→ What is required
Answer these questions from the garage case opinion:
(a) On what date did the plaintiff and the defendant sign the written agreement for the sale of the defendant's garage?
(b) Under what name did the defendant open a garage on May 10, 1948?
(c) About how many customers did the plaintiff lose, and roughly how much had each paid the plaintiff per month?

→ Provided passage
══════

Williams, J.
This is a bill in equity to restrain the defendant from operating a garage business in competition with a similar business operated by the plaintiff, and for an award of damages. The defendant has appealed from a final decree which enjoined the defendant and awarded damages in accordance with the prayers of the bill. The case comes to us with a report of the evidence and findings of material facts made by the judge.
Previous to November 15, 1947, the plaintiff operated a garage at 212 Broad Street, Lynn, and the defendant a similar garage at 170 Broad Street, Lynn. The plaintiff *722owned the local franchise for the sale of Tucker automobiles and desired to obtain a larger place of business both for its garage activities and for the sale of Tucker automobiles when they should become available on the market. The defendant wished to get out of the garage business. On November 15, 1947, the plaintiff and the defendant executed a written agreement for the sale of the defendant’s garage, the material provisions of which were as follows: “Now, therefore, it is mutually agreed, as follows: 1. That the seller hereby agrees to sell to the buyer and the buyer hereby agrees to purchase from the seller all of his right, title and interest and good will conducted by the seller, under the name of ‘ Broad Street Garage’ at 170 Broad Street, in said Lynn specifically excluding the seller’s furniture, fixtures and automotive- equipment that are now used in the said business, including however, one work bench, fire extinguishers, lighting fixtures over wash stand and center aisle. . . . The lease now held by Joseph LeBlanc is to be assigned to the buyer.” The transfer of the business presumably was effected on November 24, 1947. Thereafter, the plaintiff carried on the business which it had purchased, under the name of Lynn Tucker Sales, Inc. At the time of the transfer, the defendant furnished the plaintiff with a list of the customers of the garage. On May 10, 1948, the defendant opened a garage under the name of “Central Garage” around the corner from Broad Street and about fifty feet from the garage which had been sold to the plaintiff. The business thereafter carried on by the defendant was similar to that sold to the plaintiff with the addition of some “body work.” By reason of the opening of the defendant’s new garage, the plaintiff lost approximately eleven customers, each of whom could be found to have paid the plaintiff about $17 each month.

══════

[Segmentation labeling entries]
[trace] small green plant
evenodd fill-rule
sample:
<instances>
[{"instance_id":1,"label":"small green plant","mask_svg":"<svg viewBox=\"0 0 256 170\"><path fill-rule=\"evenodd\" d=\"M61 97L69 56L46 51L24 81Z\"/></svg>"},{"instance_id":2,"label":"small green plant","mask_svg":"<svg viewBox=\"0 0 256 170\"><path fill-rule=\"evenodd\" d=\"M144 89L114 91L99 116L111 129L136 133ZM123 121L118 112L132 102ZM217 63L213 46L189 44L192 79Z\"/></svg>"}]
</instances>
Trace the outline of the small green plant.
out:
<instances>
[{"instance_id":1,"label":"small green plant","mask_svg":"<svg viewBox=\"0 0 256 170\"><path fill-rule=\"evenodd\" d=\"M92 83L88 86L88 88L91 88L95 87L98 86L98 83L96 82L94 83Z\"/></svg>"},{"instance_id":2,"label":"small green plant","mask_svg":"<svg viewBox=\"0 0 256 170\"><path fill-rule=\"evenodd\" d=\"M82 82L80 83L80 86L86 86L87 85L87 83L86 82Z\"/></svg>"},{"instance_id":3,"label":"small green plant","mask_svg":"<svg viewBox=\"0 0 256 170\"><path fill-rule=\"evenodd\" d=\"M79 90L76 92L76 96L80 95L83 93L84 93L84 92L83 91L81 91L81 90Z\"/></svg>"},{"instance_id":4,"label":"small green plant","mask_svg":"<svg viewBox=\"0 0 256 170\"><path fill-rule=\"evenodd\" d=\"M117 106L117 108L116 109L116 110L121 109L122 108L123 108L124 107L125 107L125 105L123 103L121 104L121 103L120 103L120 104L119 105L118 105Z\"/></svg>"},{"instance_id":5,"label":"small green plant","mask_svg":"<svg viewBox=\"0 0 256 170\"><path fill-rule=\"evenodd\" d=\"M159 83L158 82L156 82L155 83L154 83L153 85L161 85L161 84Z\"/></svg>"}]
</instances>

══════

→ Exercise solution
(a) November 15, 1947.
(b) "Central Garage."
(c) Approximately eleven customers, each paying about $17 a month.